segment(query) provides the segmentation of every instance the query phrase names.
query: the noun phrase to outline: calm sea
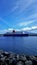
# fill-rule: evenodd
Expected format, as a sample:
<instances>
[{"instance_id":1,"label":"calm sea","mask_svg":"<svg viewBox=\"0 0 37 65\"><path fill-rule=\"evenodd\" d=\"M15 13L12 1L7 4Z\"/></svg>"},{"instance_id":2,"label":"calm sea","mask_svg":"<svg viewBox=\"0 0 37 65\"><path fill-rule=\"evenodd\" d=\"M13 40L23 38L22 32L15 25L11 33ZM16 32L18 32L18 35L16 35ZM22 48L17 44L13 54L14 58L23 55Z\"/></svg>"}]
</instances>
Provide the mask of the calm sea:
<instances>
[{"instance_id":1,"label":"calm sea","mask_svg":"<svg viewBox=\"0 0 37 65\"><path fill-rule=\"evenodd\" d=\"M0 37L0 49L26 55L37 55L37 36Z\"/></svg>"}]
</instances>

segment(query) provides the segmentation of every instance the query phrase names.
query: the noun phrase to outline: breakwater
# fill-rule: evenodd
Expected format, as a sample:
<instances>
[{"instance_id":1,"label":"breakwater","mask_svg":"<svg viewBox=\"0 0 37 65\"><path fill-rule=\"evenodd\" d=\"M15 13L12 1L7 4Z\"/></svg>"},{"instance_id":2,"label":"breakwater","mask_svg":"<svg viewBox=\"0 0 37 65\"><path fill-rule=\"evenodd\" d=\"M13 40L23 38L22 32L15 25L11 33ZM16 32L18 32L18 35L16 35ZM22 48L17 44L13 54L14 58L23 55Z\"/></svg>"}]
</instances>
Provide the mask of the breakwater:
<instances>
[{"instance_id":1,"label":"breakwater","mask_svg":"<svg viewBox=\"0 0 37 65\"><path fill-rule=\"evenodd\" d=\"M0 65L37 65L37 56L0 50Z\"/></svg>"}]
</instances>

________________________________________

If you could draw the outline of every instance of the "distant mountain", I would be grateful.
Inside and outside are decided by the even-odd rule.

________________________________________

- [Task]:
Please find every line above that contains the string "query" and copy each such line in full. Treat uppercase and lowercase as different.

- [Exercise solution]:
segment(query) provides the segmentation of every instance the query phrase names.
query: the noun phrase to outline: calm sea
segment(query) provides the segmentation of every instance the query phrase names.
query: the noun phrase to outline: breakwater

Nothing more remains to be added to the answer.